Aufgaben:
• 1. Auf welche Jahre wird laut dem Text über die „Reichsbürger“-Szene verwiesen, wenn vom Fortbestehen des „Deutschen Reichs“ die Rede ist?
• 2. Führen Sie den Text über die „Reichsbürger“-Szene im Anschluss an seinen letzten Satz fort.
::: Textabschnitt
2.2 Ablehnung von Grundgesetz und bestehender Rechtsordnung
Anhänger einer „Reichsideologie“ argumentieren auch damit, dass das Grundgesetz (GG) nie durch eine Volksabstimmung angenommen worden ist. Dies sei ihrer Meinung nach aber unabdingbar für die Wirksamkeit einer gültigen Verfassung. Folglich erscheint für „Reichsbürger“ und „Selbstverwalter“ der deutsche Staat ohne eine „wirksame“ Verfassung als nicht existent. Zur Untermauerung dieser These wird entweder Art. 146
GG6 ins Feld geführt oder dessen Verfassungsmäßigkeit in Zweifel gezogen. Wie in dem Thesenpapier „21 Punkte zur tatsächlichen Situation in Deutschland“ mit Nachdruck ausgeführt wird:
„[…] bekam das besatzungsrechtliche Provisorium namens "Bundesrepublik Deutschland" [sic] keine vom Volk in freier Wahl angenommene Verfassung, sondern lediglich ein Grundgesetz. Ein Grundgesetz ist ein ‚Provisorium
zur Aufrechterhaltung von Ruhe und Ordnung in einem militärisch besetzen [sic] Gebiet für eine bestimmte Zeit‘.“

2.3 Geschichts- und Gebietsrevisionismus
Teile der Szene behaupten, das „Deutsche Reich“ bestehe fort. Dabei beziehen sich die jeweiligen „Reichsbürger“ jedoch nicht immer auf das gleiche „Deutsche Reich“, sondern auf verschiedene Staats- und Herrschaftsformen sowie Grenzziehungen. Es finden sich zum Beispiel Verweise auf die Jahre 1871, 1919 oder 1937. „Die Exil-Regierung Deutsches Reich“ führt zu ihren territorialen Vorstellungen aus:

„Der Begriff Wiedervereinigung ist […] irreführend, da nur zwei Teile Deutschlands, die Bundesrepublik Deutschland (Westdeutschland) und die Deutsche Demokratische Republik (Mitteldeutschland) vereinigt wurden, Ostdeutschland aber immer noch besetzt ist und deutsche Staaten wie Österreich, Luxemburg oder Liechtenstein immer noch eigene Kleinstaaten sind.“8

Derartige revisionistische Vorstellungen bilden eindeutige Berührungspunkte zum Rechtsextremismus, insbesondere durch das Infragestellen der deutschen Ostgrenze bzw. durch die Rückforderung der ehemaligen deutschen Ostgebiete. Zu dem steht die Forderung nach territorialen Erweiterungen dem Gedanken der Völkerverständigung (Art. 9 GG) und insbesondere dem friedlichen Zusammenleben der Völker (Art. 26 GG) entgegen.
::::::
::: Bereitgestellte Einträge
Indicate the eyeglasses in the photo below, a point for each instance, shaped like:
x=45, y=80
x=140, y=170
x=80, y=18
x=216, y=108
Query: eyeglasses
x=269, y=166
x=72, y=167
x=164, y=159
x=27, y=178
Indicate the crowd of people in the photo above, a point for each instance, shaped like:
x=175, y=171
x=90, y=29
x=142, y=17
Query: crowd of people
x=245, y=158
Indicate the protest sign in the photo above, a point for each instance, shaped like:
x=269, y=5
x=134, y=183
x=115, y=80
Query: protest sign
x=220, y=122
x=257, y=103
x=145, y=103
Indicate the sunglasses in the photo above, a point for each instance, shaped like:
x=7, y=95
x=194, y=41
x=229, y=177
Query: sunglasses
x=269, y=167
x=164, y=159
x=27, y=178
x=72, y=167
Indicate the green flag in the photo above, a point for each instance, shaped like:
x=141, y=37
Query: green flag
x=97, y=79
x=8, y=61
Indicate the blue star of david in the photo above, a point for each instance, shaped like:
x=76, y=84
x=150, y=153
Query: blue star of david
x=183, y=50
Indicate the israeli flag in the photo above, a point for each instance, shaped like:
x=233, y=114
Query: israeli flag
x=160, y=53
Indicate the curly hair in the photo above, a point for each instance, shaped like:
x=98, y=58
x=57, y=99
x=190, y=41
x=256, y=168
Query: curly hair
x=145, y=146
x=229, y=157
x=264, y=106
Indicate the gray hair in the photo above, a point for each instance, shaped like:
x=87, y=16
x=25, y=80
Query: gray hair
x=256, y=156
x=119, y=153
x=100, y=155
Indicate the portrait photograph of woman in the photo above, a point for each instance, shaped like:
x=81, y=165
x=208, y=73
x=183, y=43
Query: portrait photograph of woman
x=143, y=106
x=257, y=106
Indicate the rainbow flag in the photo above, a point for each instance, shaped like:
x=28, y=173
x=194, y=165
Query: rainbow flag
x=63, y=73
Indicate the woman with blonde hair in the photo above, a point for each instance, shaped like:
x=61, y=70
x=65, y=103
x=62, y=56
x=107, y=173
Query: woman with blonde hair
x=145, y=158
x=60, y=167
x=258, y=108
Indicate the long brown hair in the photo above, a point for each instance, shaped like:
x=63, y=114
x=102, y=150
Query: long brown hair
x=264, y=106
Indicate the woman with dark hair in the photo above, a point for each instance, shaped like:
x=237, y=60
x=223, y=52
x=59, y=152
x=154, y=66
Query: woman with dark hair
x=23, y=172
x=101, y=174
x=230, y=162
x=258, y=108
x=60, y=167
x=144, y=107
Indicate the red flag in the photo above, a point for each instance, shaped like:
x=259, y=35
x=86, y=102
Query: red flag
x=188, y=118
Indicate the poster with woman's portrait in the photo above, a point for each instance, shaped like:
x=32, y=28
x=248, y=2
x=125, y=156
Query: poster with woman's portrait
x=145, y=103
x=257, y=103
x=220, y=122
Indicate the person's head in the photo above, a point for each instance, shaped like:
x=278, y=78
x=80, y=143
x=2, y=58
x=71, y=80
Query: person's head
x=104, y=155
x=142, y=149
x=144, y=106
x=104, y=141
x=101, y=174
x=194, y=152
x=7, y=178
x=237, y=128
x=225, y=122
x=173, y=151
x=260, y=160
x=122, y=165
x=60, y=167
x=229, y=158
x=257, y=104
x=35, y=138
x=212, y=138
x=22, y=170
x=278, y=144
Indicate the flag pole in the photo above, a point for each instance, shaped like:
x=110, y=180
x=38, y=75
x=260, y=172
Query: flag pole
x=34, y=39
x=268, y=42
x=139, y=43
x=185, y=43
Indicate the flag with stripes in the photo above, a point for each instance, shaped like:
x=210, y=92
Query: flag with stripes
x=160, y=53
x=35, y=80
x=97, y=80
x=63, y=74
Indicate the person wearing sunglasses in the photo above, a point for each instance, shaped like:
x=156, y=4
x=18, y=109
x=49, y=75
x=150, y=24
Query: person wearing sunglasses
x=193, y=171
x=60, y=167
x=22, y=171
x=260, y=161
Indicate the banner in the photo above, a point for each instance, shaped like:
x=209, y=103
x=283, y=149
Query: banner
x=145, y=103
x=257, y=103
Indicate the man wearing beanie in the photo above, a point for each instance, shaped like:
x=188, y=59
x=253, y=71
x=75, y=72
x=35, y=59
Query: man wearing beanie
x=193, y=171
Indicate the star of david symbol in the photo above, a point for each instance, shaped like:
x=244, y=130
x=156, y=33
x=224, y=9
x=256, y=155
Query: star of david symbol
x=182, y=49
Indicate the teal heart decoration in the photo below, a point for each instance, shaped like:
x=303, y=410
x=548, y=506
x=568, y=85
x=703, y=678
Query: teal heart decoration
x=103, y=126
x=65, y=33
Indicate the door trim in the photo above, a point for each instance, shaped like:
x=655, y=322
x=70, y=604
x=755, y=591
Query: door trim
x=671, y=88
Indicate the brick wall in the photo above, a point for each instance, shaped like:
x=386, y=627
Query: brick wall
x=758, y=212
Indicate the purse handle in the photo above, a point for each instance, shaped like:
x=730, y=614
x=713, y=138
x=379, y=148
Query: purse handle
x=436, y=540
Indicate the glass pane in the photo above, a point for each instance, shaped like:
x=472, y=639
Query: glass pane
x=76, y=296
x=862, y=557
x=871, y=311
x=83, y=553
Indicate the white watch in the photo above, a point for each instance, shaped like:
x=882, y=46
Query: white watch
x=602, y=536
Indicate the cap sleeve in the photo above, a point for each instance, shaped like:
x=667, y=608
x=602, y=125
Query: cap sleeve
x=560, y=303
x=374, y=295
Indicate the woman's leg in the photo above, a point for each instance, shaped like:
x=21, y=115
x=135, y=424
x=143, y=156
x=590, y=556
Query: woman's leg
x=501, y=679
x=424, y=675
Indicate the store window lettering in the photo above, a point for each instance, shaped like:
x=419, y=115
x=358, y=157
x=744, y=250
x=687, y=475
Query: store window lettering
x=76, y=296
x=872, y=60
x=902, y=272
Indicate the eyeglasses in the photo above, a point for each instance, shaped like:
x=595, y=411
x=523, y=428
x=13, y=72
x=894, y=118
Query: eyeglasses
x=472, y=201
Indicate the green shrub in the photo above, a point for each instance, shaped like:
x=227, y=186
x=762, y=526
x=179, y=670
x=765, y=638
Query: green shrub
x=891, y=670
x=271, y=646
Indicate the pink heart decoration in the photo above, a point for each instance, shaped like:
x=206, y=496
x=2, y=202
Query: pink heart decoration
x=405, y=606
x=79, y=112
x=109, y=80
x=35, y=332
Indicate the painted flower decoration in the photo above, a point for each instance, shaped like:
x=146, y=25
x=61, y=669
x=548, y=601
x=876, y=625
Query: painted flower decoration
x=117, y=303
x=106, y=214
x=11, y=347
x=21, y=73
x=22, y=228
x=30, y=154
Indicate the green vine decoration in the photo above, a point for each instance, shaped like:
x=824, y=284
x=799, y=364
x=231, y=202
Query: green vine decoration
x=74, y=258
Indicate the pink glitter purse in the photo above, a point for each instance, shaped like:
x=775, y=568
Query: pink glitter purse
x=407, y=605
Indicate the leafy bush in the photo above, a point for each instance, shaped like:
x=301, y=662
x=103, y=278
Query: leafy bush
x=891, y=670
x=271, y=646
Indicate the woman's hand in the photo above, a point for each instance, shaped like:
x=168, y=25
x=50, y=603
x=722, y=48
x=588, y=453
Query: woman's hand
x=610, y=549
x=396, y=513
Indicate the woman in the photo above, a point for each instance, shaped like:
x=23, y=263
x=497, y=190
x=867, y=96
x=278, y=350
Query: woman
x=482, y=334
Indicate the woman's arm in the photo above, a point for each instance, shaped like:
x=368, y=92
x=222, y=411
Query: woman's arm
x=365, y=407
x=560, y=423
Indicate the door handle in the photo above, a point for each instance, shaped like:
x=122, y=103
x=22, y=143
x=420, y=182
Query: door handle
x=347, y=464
::::::
Ergebnisse je Aufgabe:
• 1. Auf die Jahre 1871, 1919 oder 1937.

• 2.
Das Deutsche Reich und seine wechselnden Bezeichnungen


962-1806 Heiliges Römisches Reich (seit 1512 mit dem
offiziellen Zusatz „Deutscher Nation“, auch als „Altes Reich“ bezeichnet)
Staats- bzw. Herrschaftsform: Monarchie

1871-1918 Deutsches Reich (auch als „Deutsches Kaiserreich“ „Wilhelminisches Reich“ oder „Zweites Reich“ bezeichnet)
Staats- bzw. Herrschaftsform: Monarchie

1918-1933 Deutsches Reich (auch als „Weimarer Republik“ oder „Deutsche Republik“ bezeichnet)
Staats- bzw. Herrschaftsform: Republik

1933-1945 Deutsches Reich (auch als „Drittes Reich“, „Großdeutsches Reich“, „Hitler-Reich“ oder „Tausendjähriges Reich“ bezeichnet)
Staats- bzw. Herrschaftsform: Diktatur


Laut Bundesverfassungsgericht ist das Deutsche Reich nicht
untergegangen und die Bundesrepublik Deutschland nicht sein
Rechtsnachfolger, sondern mit ihm identisch (hinsichtlich der
räumlichen Ausdehnung allerdings nur „teilidentisch“)

Warum gelten Reichsbürger als Bedrohung?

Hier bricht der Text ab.